[Object point labels]
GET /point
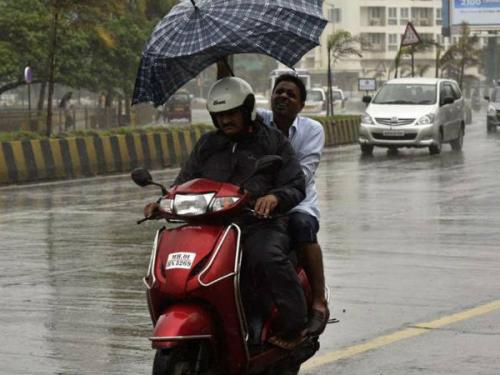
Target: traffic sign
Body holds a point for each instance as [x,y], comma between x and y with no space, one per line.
[28,75]
[410,37]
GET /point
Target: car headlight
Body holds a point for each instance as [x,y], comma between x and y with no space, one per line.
[492,111]
[367,119]
[426,120]
[192,204]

[Exercise objective] Update the material above by replacing each "instance" with "object" and keeping everything else unchanged. Leave the pictures out of your answer.

[Result]
GET /point
Target: traffic sign
Body holds a point for each object as [x,y], comma between x and y with no space, one per line.
[28,75]
[410,37]
GET /point
Target: car headlight
Body holds a point for each object as [x,y], comma between x and y with no space, one per line.
[492,111]
[367,119]
[426,120]
[192,204]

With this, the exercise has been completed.